[Tasks for this exercise]
#1 Reproduce everything in the ArangoDB issue thread from "mikestaub · 2020-11-16T13:04:25Z" down to "into cluster mode.", word for word.
#2 Carry on the ArangoDB streaming-transactions issue thread from the point where it stops.

3.7 streaming transactions: ArangoError: cluster internal HTTP connection broken #699

mikestaub · 2020-11-15T14:18:19Z

This branch was working on 3.6.3, but is now failing on 3.7.3

https://github.com/mikestaub/arangojs/pull/1/files

Would it be possible to include a default Oasis cluster in the integration tests so these types of regressions could be caught earlier?

dothebart · 2020-11-16T08:34:21Z

Hi,
If you make this a PR to arangojs, it will become part of the nightly tests that the ci runs.
Thanks for digging deeper into this.

mikestaub · 2020-11-16T13:04:25Z

@dothebart what 3 URIs should I use for the Oasis cluster in my PR?

dothebart · 2020-11-16T13:55:43Z

@pluma can you give a hint for this?

pluma · 2020-11-17T16:48:50Z

@dothebart I've added support for passing multiple URLs with commas via ab866b0. Check the changes to CONTRIBUTING.md in particular.

Note that this will result in acquireHostsList being called, which in my case returns IPv6 URLs which won't be deduplicated if you use an alias like localhost. This also means you can just append a single comma to your TEST_ARANGODB_URL to opt into cluster mode.

[Data entries]
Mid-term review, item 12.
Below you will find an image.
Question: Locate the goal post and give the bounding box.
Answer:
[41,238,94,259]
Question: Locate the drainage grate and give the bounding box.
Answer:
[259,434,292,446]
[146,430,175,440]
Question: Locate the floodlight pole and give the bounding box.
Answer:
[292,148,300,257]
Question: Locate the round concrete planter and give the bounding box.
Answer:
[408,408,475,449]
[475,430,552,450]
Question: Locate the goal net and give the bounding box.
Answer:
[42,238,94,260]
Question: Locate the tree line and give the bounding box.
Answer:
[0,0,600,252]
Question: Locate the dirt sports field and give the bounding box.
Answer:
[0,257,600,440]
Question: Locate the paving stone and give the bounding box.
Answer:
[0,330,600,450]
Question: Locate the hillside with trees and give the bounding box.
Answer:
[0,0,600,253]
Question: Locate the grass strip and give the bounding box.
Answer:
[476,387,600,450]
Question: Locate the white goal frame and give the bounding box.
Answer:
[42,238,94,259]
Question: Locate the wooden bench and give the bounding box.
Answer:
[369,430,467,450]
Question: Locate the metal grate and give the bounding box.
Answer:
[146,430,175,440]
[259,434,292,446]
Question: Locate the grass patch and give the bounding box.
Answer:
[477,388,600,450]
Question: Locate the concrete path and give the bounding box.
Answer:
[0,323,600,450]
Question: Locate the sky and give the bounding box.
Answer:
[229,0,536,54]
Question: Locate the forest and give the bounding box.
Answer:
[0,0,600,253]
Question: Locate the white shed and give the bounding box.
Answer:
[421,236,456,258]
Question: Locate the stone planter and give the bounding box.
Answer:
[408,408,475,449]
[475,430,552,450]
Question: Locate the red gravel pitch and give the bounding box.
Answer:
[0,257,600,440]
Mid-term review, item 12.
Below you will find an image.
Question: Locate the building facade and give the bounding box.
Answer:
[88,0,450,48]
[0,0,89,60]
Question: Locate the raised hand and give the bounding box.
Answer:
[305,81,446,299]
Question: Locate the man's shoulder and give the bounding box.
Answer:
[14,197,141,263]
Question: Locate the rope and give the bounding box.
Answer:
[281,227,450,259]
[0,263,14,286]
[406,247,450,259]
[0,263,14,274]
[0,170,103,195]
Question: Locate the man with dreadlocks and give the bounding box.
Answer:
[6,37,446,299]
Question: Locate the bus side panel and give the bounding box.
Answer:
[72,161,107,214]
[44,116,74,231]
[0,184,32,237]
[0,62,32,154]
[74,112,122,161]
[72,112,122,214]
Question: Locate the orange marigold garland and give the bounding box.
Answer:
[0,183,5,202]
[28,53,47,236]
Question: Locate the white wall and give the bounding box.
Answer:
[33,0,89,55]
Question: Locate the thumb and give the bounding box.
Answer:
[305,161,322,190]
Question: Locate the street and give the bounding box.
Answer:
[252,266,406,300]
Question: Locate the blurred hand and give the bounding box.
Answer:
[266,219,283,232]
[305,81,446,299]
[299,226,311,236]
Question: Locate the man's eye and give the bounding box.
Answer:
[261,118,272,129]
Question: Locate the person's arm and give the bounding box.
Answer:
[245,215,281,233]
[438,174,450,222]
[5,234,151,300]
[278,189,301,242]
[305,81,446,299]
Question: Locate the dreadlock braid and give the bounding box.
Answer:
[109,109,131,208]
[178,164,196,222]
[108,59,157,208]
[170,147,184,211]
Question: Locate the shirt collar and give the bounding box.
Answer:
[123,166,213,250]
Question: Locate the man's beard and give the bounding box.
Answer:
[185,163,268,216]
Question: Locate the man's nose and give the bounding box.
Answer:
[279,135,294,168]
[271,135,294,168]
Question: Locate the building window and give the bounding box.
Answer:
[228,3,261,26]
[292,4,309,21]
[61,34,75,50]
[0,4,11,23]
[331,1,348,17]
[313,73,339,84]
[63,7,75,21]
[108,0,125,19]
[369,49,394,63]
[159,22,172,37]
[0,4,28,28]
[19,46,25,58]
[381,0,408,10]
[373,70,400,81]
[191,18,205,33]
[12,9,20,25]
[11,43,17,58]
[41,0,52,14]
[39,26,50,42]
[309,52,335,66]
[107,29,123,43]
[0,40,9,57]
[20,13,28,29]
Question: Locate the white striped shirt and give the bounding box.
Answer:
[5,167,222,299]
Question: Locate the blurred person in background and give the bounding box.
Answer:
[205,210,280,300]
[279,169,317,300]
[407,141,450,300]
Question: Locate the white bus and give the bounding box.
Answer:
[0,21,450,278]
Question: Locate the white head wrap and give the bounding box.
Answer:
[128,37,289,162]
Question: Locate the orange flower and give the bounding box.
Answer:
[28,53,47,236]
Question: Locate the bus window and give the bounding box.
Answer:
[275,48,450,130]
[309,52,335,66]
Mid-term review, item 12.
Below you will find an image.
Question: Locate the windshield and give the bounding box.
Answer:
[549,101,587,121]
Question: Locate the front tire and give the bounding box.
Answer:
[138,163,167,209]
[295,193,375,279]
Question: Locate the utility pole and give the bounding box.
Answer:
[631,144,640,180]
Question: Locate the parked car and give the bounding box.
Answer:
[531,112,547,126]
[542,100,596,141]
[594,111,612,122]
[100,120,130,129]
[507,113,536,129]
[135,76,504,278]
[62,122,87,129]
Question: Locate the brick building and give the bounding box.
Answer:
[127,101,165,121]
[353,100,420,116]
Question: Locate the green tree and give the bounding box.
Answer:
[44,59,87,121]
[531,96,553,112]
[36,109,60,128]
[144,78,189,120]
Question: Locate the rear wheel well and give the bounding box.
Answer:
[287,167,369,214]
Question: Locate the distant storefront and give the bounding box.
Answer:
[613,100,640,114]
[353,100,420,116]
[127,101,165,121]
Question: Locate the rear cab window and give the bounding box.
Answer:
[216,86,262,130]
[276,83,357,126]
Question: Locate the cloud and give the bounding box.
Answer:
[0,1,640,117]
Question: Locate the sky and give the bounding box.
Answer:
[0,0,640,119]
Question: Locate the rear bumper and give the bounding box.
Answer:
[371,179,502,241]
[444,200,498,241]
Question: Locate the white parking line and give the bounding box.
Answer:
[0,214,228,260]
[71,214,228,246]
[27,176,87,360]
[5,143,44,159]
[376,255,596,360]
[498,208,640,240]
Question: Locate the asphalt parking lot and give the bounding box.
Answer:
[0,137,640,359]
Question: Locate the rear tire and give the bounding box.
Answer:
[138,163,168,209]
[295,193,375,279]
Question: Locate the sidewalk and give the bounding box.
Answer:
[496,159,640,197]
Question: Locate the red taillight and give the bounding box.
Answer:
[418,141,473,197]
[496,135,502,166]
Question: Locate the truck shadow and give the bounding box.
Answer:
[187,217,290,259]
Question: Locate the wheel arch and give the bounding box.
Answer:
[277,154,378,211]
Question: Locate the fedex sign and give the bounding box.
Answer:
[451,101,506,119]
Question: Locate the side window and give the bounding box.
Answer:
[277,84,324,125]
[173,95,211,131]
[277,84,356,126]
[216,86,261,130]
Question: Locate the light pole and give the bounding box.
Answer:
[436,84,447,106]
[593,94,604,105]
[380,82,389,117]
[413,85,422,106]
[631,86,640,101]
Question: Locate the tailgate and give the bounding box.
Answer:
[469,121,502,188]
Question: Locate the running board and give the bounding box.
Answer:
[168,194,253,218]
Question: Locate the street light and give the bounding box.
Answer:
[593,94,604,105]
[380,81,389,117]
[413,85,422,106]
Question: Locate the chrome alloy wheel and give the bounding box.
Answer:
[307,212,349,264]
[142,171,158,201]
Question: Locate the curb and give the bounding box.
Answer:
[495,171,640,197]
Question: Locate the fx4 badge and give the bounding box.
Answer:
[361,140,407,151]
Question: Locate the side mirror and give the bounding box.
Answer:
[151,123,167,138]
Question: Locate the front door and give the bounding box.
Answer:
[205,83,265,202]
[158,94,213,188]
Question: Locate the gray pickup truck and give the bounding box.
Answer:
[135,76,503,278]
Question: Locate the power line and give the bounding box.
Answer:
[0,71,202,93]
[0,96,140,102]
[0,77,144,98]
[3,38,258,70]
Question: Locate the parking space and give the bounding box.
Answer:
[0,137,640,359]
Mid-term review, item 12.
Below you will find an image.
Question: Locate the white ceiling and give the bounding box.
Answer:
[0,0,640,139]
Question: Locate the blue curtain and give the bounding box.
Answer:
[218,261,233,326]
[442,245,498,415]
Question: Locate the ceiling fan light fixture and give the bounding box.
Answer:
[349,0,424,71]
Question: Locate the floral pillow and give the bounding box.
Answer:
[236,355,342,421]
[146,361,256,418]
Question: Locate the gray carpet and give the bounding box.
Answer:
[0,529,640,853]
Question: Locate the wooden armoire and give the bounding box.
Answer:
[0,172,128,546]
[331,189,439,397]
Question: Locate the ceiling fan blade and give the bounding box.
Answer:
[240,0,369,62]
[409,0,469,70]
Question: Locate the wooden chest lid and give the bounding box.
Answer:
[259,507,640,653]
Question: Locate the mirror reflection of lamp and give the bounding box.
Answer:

[Answers per task]
#1
mikestaub · 2020-11-16T13:04:25Z

@dothebart what 3 URIs should I use for the Oasis cluster in my PR?

dothebart · 2020-11-16T13:55:43Z

@pluma can you give a hint for this?

pluma · 2020-11-17T16:48:50Z

@dothebart I've added support for passing multiple URLs with commas via ab866b0. Check the changes to CONTRIBUTING.md in particular.

Note that this will result in acquireHostsList being called, which in my case returns IPv6 URLs which won't be deduplicated if you use an alias like localhost. This also means you can just append a single comma to your TEST_ARANGODB_URL to opt into cluster mode.

#2
Cluster mode always enables round robin.

fceller · 2020-11-24T15:35:52Z

Hi @mikestaub ,

I hope you are doing well. Alan and WIlli are working on extending the automatic testing to catch these issues more easily.

What is the current status? Is it blocking you from moving to 3.7 or did you work around it?

best Frank

mikestaub · 2020-11-25T00:45:37Z

@fceller this is blocking me from upgrading to 3.7 but it is not urgent as 3.6 is working well.

dothebart · 2020-11-30T14:16:50Z

hm, running the tests with 3 coordinators barely doesn't reproduce this.
@mikestaub can you sched a bit more details on the environment you're running into this?

mikestaub · 2020-12-01T10:56:29Z

@dothebart here is the docker-compose.yml file I am using:

version: "3"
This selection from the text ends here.